TEKS YANG DIBERIKAN:
TANGGAL 12 Rabiul Awal kembali datang. Tanggal ini identik dengan sosok manusia paling mulia: Nabi Muhammad shallallahu ‘alaihi wasallam.
Pada hampir 1500 tahun lalu, sebuah peristiwa mulia terjadi di tanah Mekkah. Seorang wanita mulia melahirkan bayi paling mulia bernama Muhammad, shallallahu ‘alaihi wasallam.
Beliau lahir di sebuah wilayah yang hampir dilupakan dunia saat itu. Sebuah tempat yang tidak menjadi jajahan Romawi, tidak juga Persia: dua adidaya yang saling berlomba untuk menguasai tanah berpenghuni.
Mekkah tidak dilirik dunia saat itu karena keadaannya yang tandus, keras, dan tidak menghasilkan apa pun kecuali ritualitas haji yang dilakukan turun temurun sejak masa Nabi Ibrahim dan Nabi Ismail.
Wilayahnya seolah terisolir dari peradaban dunia mana pun. Tapi dunia saat itu lupa, bahwa di situlah terdapat tempat paling suci di muka bumi ini, yaitu Ka’bah.
Hanya berjarak beberapa puluh meter dari tempat paling mulia di muka bumi itu, lahir seorang bayi mulia. Peristiwa itu terjadi pada tanggal 12 Rabiul Awal yang tahunnya disebut orang saat itu sebagai tahun gajah. Bertepatan dengan tahun 570 Masehi.
Disebut tahun Gajah karena saat itu bertepatan dengan kedatangan pasukan Abrahah dari Yaman yang menggunakan kendaraan gajah. Peristiwa itu diabadikan dalam Al-Qur’an dalam Surah Al-Fiil, atau surah gajah.
Kedatangan pasukan Abrahah bermaksud untuk menghancurkan Ka’bah. Namun, pasukan itu hancur di tengah perjalanan oleh azab Allah melalui burung Ababil.
Dari momen itu saja, dunia bisa menilai tentang sosok yang lahir pada saat itu. Dan beliau shallallahu ‘alaihi wasallam merupakan cucu dari pemimpin Mekkah saat itu, yaitu Abdul Muthalib.
Beliau lahir dalam keadaan yatim. Di masa balita, beliau juga ditinggal oleh ibu tercinta untuk selamanya. Beliau besar melalui asuhan kakek dan diteruskan oleh paman beliau yang bernama Abu Thalib, anak tertua dari Abdul Muthalib yang meneruskan ketokohan ayahnya.

Cuplikan data wilayah berlabel:
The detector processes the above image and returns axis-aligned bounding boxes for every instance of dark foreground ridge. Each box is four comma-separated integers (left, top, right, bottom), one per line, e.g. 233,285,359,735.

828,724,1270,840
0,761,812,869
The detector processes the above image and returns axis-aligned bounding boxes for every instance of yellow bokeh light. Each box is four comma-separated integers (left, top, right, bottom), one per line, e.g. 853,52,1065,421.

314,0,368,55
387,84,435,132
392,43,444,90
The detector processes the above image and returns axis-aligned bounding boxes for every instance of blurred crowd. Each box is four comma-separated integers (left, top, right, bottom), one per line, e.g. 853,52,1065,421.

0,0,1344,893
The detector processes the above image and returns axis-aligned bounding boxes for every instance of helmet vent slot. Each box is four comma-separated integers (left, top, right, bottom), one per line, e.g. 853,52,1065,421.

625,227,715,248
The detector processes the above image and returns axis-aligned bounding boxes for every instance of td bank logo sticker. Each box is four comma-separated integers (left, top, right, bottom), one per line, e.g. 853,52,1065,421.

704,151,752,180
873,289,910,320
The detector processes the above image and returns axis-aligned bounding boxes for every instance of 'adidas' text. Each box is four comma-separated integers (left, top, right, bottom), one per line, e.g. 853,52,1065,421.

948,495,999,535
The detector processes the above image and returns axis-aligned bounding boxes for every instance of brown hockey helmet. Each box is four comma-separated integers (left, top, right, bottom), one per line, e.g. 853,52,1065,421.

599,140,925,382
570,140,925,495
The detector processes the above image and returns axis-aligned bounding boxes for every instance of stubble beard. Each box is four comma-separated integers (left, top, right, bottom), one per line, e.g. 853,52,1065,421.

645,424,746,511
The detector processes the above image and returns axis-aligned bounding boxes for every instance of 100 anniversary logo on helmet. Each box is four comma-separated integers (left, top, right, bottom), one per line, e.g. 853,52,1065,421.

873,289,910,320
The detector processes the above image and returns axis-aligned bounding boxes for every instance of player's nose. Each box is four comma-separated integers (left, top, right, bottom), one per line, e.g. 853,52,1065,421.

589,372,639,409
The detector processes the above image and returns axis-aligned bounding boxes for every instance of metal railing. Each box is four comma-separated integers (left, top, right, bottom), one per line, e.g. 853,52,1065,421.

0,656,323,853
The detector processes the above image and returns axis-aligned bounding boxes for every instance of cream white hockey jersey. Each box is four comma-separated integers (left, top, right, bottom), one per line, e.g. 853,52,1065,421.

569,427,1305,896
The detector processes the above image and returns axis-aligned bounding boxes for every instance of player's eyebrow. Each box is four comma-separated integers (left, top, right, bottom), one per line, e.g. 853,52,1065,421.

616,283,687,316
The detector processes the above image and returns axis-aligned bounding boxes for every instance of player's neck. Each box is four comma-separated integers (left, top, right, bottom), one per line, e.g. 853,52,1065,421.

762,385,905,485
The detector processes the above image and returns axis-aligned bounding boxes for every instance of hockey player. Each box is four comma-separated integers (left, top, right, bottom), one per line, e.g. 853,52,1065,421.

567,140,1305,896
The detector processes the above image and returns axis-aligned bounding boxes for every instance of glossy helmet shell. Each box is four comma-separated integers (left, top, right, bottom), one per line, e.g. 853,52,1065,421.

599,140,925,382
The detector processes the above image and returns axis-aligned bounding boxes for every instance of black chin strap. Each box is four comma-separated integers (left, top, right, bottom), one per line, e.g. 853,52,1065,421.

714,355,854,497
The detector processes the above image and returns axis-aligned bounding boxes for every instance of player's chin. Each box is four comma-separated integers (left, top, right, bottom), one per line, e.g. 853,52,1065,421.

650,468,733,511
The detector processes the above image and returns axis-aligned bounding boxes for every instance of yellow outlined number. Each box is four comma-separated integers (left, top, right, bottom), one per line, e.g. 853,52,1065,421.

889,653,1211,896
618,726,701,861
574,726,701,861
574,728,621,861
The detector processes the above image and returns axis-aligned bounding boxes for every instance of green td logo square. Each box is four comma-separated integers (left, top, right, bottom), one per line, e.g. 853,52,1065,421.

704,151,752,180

DAFTAR TUGAS:
1 - Menurut teks tentang kelahiran Nabi Muhammad, mengapa tahun kelahiran beliau disebut tahun gajah? Jawab dalam satu sampai tiga kalimat.
2 - Tolong lanjutkan teks tentang kelahiran Nabi Muhammad mulai setelah kalimat terakhirnya.
Item-item tersebut tidak ada kaitannya dengan teks tentang kelahiran Nabi Muhammad.

JAWABAN TERTULIS:
1 - Tahun itu disebut tahun gajah karena bertepatan dengan kedatangan pasukan Abrahah dari Yaman yang menggunakan kendaraan gajah. Pasukan itu datang untuk menghancurkan Ka’bah, tetapi hancur di tengah perjalanan oleh azab Allah melalui burung Ababil.

2 -
Muhammad kecil tumbuh besar di sebuah masyarakat yang terbebas dari pengaruh dunia mana pun, Romawi atau Persia. Beliau mewariskan kefasihan Bahasa Arab yang asli dari seorang ibu pengasuh bernama Halimatus Sa’diyah selama empat tahun.
Halimatus Sa’diyah tinggal bersama suaminya di sebuah desa bernama Hudaibiyyah. Ketika awal kenabian, Halimatus Sa’diyah bersama suaminya, Harits bin Abdul Uzza, menyatakan bergabung dalam barisan Rasulullah.
Nabi shallallahu ‘alaihi wasallam seperti membalikkan jarum sejarah kemuliaan Ka’bah bersama Kota Mekkahnya dan menjadi sorotan dunia hingga sekarang.
Di situlah sejarah awal peradaban Islam yang akhirnya membentang ke seluruh pelosok bumi. Setelah menjadi Nabi dan Rasul pada usia 40 tahun, Rasulullah hanya tinggal di Mekah selama 13 tahun. Sisanya hingga akhir hayat, Rasulullah shallallahu ‘alaihi wasallam menetap di Madinah.
Dua kota di Arab Saudi itu: Mekkah dan Madinah, akhirnya menjadi dua kota yang paling banyak dikunjungi oleh umat manusia dari seluruh penjuru negeri.
Dan dua kota suci itu pula yang kelak akan Allah lindungi dari kekuasaan makhluk mengerikan akhir zaman: Dajjal. Di mana tidak ada sejengkal tanah di bumi ini pun yang tidak dikunjungi Dajjal.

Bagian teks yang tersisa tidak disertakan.